(Records for identifying positions)
start

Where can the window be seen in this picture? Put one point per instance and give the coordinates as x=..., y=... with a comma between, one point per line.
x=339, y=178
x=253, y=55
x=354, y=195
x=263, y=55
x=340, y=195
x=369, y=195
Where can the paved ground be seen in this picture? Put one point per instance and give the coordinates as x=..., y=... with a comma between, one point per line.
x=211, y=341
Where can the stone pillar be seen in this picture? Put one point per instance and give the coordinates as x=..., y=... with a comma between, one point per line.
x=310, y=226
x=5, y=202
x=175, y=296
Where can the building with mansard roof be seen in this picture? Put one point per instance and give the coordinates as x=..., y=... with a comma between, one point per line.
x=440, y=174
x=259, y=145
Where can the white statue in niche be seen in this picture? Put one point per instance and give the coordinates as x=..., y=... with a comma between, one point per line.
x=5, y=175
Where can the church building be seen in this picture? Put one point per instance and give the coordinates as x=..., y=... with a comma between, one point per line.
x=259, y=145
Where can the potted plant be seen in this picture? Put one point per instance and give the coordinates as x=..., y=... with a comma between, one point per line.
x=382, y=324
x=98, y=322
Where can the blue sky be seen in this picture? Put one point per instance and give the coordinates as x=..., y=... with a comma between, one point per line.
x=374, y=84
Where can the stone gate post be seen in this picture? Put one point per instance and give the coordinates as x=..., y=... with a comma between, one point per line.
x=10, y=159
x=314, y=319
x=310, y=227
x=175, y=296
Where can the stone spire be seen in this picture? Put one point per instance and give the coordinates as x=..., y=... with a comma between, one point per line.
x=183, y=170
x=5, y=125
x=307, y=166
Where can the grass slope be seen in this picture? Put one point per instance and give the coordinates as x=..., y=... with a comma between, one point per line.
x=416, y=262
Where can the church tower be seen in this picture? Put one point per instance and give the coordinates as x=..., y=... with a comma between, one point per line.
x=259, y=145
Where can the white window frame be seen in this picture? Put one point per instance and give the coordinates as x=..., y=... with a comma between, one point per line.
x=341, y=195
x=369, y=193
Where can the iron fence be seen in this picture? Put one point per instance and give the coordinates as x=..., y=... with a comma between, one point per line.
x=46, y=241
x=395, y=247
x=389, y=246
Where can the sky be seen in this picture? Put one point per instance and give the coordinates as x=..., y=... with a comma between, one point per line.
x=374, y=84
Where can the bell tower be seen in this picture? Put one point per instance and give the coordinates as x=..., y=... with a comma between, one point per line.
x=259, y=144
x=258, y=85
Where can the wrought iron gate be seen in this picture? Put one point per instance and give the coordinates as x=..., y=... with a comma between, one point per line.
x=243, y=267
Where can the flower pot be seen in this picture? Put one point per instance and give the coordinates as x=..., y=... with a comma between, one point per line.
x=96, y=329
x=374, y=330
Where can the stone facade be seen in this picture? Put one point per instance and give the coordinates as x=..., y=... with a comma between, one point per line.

end

▸ TASK INSTRUCTIONS: Please quote the records, beginning at the line that contains "Where can the stone pillar" and ending after the line that contains "x=416, y=262".

▸ TASK RESPONSE:
Where can the stone pillar be seen in this picture? Put one point per instance and give the coordinates as x=..., y=... with a comma between, one point per line.
x=310, y=226
x=5, y=202
x=175, y=296
Where can the building with mansard roof be seen in this picture? Put one point per instance and give the coordinates as x=..., y=... with a comma between, one point per line.
x=440, y=174
x=259, y=145
Where can the white statue in niche be seen in this picture? Put one point per instance and give the coordinates as x=..., y=... with a comma between, one point per line.
x=5, y=175
Where can the church building be seen in this picture? Put one point per instance and give the coordinates as x=..., y=... with a comma between, one point per line.
x=259, y=145
Where can the potted plant be seen in this picture? Put one point per instance and give the coordinates as x=..., y=... with a comma between, one point per line.
x=382, y=324
x=98, y=322
Where can the blue sky be seen in this picture? Put one point per instance and give the coordinates as x=..., y=... with a comma between, one point per line.
x=374, y=84
Where can the stone gate post be seen in this picture? Put one point per instance and give the coordinates as x=..., y=... with a comma between, one point per line.
x=10, y=159
x=314, y=319
x=310, y=227
x=175, y=296
Where can the stone spire be seen in this picture? Put one point per instance and give the coordinates as x=..., y=... with a comma between, one point per line.
x=183, y=170
x=5, y=125
x=307, y=166
Where can the grass slope be seen in this picture? Put one point per instance and give the coordinates as x=..., y=... with a comma between, one point per line.
x=416, y=262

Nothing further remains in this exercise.